--- start Text to read ---

FIG. 14 shows a cross sectional view of an erosion portion formed on a target when being sputtered by the magnetron sputtering apparatus shown in FIG. 12.

FIG. 15 shows another cross sectional view of an erosion portion formed on the target when being sputtered by the magnetron sputtering apparatus shown in FIG. 12 in case a magnetic field between permanent magnets of the magnetic field generating section is not disproportionated.

In FIG. 12, a magnetic field generating section 100 (100A) is formed in response to a shape of the target 15 (15A). In case the target 15 is in flat square shape, the magnetic field generating section 100 is constituted as shown in FIG. 13(a). In case the target 15A is in flat circular shape, the magnetic field generating section 100A is constituted as shown in FIG. 13(b).

As shown in FIGS. 12 and 13(a), the magnetic field generating section 100 is composed of a yoke 101 in flat square shape having a shape and size corresponding to the target 15 in flat square shape, a first permanent magnet 102 in columnar shape disposed in a center region of the yoke 101, a second permanent magnet 103 in annular shape disposed in a circumferential area of the yoke 101 and a third permanent magnet 104 in annular shape disposed between the first permanent magnet 102 and the second permanent magnet 103.

On the other hand, as shown in FIGS. 12 and 13(b), the magnetic field generating section 100A is composed of a yoke 101A in flat circular shape having a shape and size corresponding to the target 15A in disciform, a first permanent magnet 102A in columnar shape disposed in the middle of the yoke 101A, a second permanent magnet 103A disposed in a circumferential area of the yoke 101A and a third permanent magnet 104A disposed between the first permanent magnet 102A and the second permanent magnet 103A.

In the third permanent magnet 104 (104A), a top end surface toward the target supporting section 16b is inversely magnetized with respect to top end surfaces of the first permanent magnet 102 (102A) and the second permanent magnet 103 (103A). In this seventh embodiment, as shown in FIG. 12, each top end surface of the first and second permanent magnets 102 (102A) and 103 (103A) are magnetized in the N-pole. On the contrary, a top end surface of the third permanent magnet 104 (104A) is magnetized in the S-pole.

Further, with defining that a mean value of magnetic field strength at the top end surface of the third permanent magnet 104 (104A) is H₄₁, an area of the top end surface of the third permanent magnet 104 (104A) is S₄₁, a mean value of each magnetic field strength at the respective top end surfaces of the first and second permanent magnets 102 (102A) and 103 (103A) is H₄₂, and a summed area of the top end surfaces of the first and second permanent magnets 102 (102A) and 103 (103A) is S₄₂, the first, second and third permanent magnets 102 (102A), 103 (103A) and 104 (104A) are magnetized so as to satisfy a relationship of “H₄₁×S₄₁>H₄₂×S₄₂”.

--- end Text to read ---

- Stated problem 1 -
Pick out each line of the records that contains the string "standing", matching case exactly.
These records are unrelated to the sputtering passage.

--- start Data extract ---

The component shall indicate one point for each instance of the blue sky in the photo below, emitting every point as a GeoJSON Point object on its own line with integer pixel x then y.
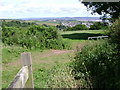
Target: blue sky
{"type": "Point", "coordinates": [43, 8]}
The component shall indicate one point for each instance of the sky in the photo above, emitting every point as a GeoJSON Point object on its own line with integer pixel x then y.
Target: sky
{"type": "Point", "coordinates": [43, 8]}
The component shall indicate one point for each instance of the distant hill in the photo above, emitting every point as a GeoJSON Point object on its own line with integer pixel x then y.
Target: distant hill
{"type": "Point", "coordinates": [65, 18]}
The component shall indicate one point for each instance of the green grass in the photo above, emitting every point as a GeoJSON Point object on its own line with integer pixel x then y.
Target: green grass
{"type": "Point", "coordinates": [75, 38]}
{"type": "Point", "coordinates": [43, 62]}
{"type": "Point", "coordinates": [49, 69]}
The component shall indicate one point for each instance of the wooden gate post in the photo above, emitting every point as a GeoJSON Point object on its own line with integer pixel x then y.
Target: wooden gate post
{"type": "Point", "coordinates": [26, 60]}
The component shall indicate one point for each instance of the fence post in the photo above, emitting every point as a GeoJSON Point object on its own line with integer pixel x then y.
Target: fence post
{"type": "Point", "coordinates": [26, 60]}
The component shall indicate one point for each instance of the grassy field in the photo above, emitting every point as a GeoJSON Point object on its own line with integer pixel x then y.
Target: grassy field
{"type": "Point", "coordinates": [50, 67]}
{"type": "Point", "coordinates": [79, 38]}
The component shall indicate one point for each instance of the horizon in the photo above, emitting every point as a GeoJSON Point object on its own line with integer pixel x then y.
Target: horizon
{"type": "Point", "coordinates": [12, 9]}
{"type": "Point", "coordinates": [49, 17]}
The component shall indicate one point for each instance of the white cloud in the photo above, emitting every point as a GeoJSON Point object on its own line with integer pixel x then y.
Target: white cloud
{"type": "Point", "coordinates": [35, 8]}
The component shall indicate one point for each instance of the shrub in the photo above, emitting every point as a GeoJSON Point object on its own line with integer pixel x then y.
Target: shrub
{"type": "Point", "coordinates": [97, 26]}
{"type": "Point", "coordinates": [99, 64]}
{"type": "Point", "coordinates": [114, 32]}
{"type": "Point", "coordinates": [77, 27]}
{"type": "Point", "coordinates": [34, 36]}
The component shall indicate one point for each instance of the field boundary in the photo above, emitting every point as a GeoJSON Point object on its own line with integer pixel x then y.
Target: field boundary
{"type": "Point", "coordinates": [24, 78]}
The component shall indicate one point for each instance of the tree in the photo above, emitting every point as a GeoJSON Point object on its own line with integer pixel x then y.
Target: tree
{"type": "Point", "coordinates": [111, 8]}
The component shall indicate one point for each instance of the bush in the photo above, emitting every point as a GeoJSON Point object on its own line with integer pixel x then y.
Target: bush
{"type": "Point", "coordinates": [77, 27]}
{"type": "Point", "coordinates": [98, 26]}
{"type": "Point", "coordinates": [34, 36]}
{"type": "Point", "coordinates": [114, 32]}
{"type": "Point", "coordinates": [99, 64]}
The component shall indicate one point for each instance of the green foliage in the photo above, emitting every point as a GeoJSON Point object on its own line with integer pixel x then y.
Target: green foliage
{"type": "Point", "coordinates": [97, 26]}
{"type": "Point", "coordinates": [99, 64]}
{"type": "Point", "coordinates": [60, 27]}
{"type": "Point", "coordinates": [34, 36]}
{"type": "Point", "coordinates": [77, 27]}
{"type": "Point", "coordinates": [114, 32]}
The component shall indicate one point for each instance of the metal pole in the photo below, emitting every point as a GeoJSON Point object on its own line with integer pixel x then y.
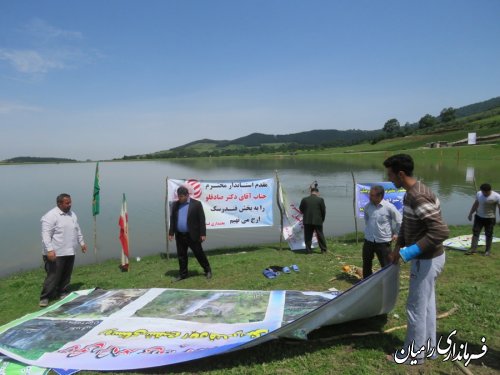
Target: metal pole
{"type": "Point", "coordinates": [354, 205]}
{"type": "Point", "coordinates": [167, 218]}
{"type": "Point", "coordinates": [278, 191]}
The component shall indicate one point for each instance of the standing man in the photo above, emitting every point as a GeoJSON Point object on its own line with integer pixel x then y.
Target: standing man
{"type": "Point", "coordinates": [420, 240]}
{"type": "Point", "coordinates": [187, 222]}
{"type": "Point", "coordinates": [314, 212]}
{"type": "Point", "coordinates": [382, 223]}
{"type": "Point", "coordinates": [61, 236]}
{"type": "Point", "coordinates": [484, 206]}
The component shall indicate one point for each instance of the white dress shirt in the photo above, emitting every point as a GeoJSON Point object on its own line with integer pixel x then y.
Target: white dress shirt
{"type": "Point", "coordinates": [61, 232]}
{"type": "Point", "coordinates": [382, 221]}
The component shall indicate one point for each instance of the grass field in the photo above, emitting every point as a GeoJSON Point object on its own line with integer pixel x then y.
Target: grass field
{"type": "Point", "coordinates": [467, 290]}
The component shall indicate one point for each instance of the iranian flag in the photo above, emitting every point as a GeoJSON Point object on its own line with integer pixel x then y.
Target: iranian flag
{"type": "Point", "coordinates": [123, 224]}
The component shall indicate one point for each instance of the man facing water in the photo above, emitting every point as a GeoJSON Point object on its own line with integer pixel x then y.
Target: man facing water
{"type": "Point", "coordinates": [382, 222]}
{"type": "Point", "coordinates": [61, 236]}
{"type": "Point", "coordinates": [419, 241]}
{"type": "Point", "coordinates": [485, 207]}
{"type": "Point", "coordinates": [313, 210]}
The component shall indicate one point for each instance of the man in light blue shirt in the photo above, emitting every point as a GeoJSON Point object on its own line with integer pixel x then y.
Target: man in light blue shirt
{"type": "Point", "coordinates": [382, 220]}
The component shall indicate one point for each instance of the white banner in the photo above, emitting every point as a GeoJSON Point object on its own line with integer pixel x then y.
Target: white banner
{"type": "Point", "coordinates": [230, 204]}
{"type": "Point", "coordinates": [293, 227]}
{"type": "Point", "coordinates": [471, 139]}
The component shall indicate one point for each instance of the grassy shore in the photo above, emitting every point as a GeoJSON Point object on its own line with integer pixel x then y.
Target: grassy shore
{"type": "Point", "coordinates": [467, 293]}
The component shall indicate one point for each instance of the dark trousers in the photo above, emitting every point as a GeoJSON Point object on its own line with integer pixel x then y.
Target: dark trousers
{"type": "Point", "coordinates": [479, 223]}
{"type": "Point", "coordinates": [183, 242]}
{"type": "Point", "coordinates": [370, 248]}
{"type": "Point", "coordinates": [58, 276]}
{"type": "Point", "coordinates": [309, 230]}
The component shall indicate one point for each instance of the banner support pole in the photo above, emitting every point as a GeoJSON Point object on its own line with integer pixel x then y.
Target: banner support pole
{"type": "Point", "coordinates": [166, 218]}
{"type": "Point", "coordinates": [95, 237]}
{"type": "Point", "coordinates": [354, 205]}
{"type": "Point", "coordinates": [278, 190]}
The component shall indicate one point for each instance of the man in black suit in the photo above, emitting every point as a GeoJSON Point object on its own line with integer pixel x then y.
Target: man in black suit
{"type": "Point", "coordinates": [314, 212]}
{"type": "Point", "coordinates": [187, 222]}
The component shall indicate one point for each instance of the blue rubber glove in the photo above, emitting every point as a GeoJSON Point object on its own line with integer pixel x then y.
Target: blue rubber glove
{"type": "Point", "coordinates": [410, 252]}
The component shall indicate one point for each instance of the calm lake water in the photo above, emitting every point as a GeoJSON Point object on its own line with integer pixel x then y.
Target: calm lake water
{"type": "Point", "coordinates": [28, 191]}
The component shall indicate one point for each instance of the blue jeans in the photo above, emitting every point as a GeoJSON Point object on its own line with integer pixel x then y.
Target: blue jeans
{"type": "Point", "coordinates": [421, 303]}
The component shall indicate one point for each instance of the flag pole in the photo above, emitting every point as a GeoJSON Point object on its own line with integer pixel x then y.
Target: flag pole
{"type": "Point", "coordinates": [95, 237]}
{"type": "Point", "coordinates": [166, 218]}
{"type": "Point", "coordinates": [278, 190]}
{"type": "Point", "coordinates": [96, 206]}
{"type": "Point", "coordinates": [354, 206]}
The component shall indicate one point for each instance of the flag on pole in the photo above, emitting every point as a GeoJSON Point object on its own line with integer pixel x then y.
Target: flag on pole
{"type": "Point", "coordinates": [96, 199]}
{"type": "Point", "coordinates": [123, 224]}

--- end Data extract ---

- Stated problem 2 -
Rewrite the part of the sputtering passage starting at "In the third" and ending at "in the S-pole.", changing "seventh embodiment" to "present embodiment".

- Reply 1 -
The component shall indicate one point for each instance of the standing man in the photo above, emitting every point as a GeoJSON Point object on its own line with integer pixel x then y.
Target: standing man

- Reply 2 -
In the third permanent magnet 104 (104A), a top end surface toward the target supporting section 16b is inversely magnetized with respect to top end surfaces of the first permanent magnet 102 (102A) and the second permanent magnet 103 (103A). In this present embodiment, as shown in FIG. 12, each top end surface of the first and second permanent magnets 102 (102A) and 103 (103A) are magnetized in the N-pole. On the contrary, a top end surface of the third permanent magnet 104 (104A) is magnetized in the S-pole.